GOAL
Reproduce each line exactly.
++++ PROVIDED MATERIAL
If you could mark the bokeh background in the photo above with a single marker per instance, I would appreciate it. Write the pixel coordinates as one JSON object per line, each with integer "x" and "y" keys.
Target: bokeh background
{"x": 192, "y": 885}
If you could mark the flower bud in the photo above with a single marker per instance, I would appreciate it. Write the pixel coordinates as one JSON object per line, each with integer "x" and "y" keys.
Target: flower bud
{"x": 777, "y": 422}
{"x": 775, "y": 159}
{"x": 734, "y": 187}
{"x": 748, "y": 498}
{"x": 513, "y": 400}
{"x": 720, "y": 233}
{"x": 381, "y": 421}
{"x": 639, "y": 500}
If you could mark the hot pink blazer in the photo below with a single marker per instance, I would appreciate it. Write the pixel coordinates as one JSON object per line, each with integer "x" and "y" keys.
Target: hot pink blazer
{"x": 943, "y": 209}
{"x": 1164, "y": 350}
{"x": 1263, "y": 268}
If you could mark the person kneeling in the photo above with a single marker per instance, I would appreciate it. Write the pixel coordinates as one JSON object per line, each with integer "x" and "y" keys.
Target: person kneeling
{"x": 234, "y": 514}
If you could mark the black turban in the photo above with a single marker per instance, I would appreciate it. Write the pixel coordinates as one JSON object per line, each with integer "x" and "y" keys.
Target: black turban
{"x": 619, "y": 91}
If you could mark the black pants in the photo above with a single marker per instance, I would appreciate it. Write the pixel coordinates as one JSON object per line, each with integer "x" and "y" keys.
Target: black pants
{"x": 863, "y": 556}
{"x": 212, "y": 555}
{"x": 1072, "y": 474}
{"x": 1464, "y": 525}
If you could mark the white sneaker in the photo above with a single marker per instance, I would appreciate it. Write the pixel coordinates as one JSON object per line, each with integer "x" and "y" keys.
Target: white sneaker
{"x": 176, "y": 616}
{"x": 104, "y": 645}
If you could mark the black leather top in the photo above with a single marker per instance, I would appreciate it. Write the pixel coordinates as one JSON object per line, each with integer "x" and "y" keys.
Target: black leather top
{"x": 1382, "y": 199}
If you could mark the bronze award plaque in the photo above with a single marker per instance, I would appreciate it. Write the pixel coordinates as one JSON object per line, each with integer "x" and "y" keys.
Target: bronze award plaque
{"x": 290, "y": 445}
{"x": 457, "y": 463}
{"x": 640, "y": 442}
++++++++
RESPONSE TO THE TASK
If you could mark the bokeh background in the photo above with a single marker per instance, I would appreciate it. Write the pixel coordinates as one JSON object per line, each with integer "x" and "y" keys.
Target: bokeh background
{"x": 192, "y": 885}
If you could mark the flower bud in the photo above with a single marker per instance, I would appreciate it. Write the pixel coordinates as one JSON object per line, each with integer "x" and "y" keys.
Target: flower bud
{"x": 777, "y": 422}
{"x": 775, "y": 159}
{"x": 734, "y": 187}
{"x": 748, "y": 498}
{"x": 513, "y": 400}
{"x": 720, "y": 233}
{"x": 381, "y": 421}
{"x": 639, "y": 500}
If you could mark the hot pink blazer in the photo below with a single marker per instance, I would appreciate it. Write the pixel coordinates as one JSON object per line, each with integer "x" and "y" keys.
Target: hot pink blazer
{"x": 943, "y": 209}
{"x": 1164, "y": 350}
{"x": 1263, "y": 268}
If you could mark the person kneeling in the photo above with a single marker per instance, I would appreciate it. Write the pixel coordinates as one JSON object per line, each with integer "x" and "y" keys.
Target: person kneeling
{"x": 234, "y": 514}
If you could mark the black turban in the photo above with a single marker per instance, I would appreciate it. Write the pixel coordinates as one JSON object per line, each with integer "x" and "y" keys.
Target: black turban
{"x": 619, "y": 91}
If you could mark the black pants in the photo above with a single marker per instance, I would appreciate it. Write the pixel coordinates as one JSON object per line, each with integer "x" and "y" keys.
Target: black pants
{"x": 863, "y": 556}
{"x": 212, "y": 555}
{"x": 1072, "y": 474}
{"x": 1464, "y": 525}
If you could mark the white sneaker in the photo above with a single marker per instance, I would appreciate it. Write the pixel coordinates as one JSON object per line, each with integer "x" and "y" keys.
Target: white sneaker
{"x": 176, "y": 616}
{"x": 104, "y": 645}
If you could mark the black leather top in the photo above with a single marker per instance, I would appreciate it. Write the pixel coordinates as one JSON object per line, each with integer "x" and "y" keys.
Target: black leather top
{"x": 1382, "y": 199}
If you could mark the bronze award plaque in the photo above with a single marker per instance, I would appreciate it. Write the pixel coordinates as one JSON object per line, each with integer "x" and "y" keys.
Target: bronze award plaque
{"x": 290, "y": 445}
{"x": 457, "y": 463}
{"x": 640, "y": 442}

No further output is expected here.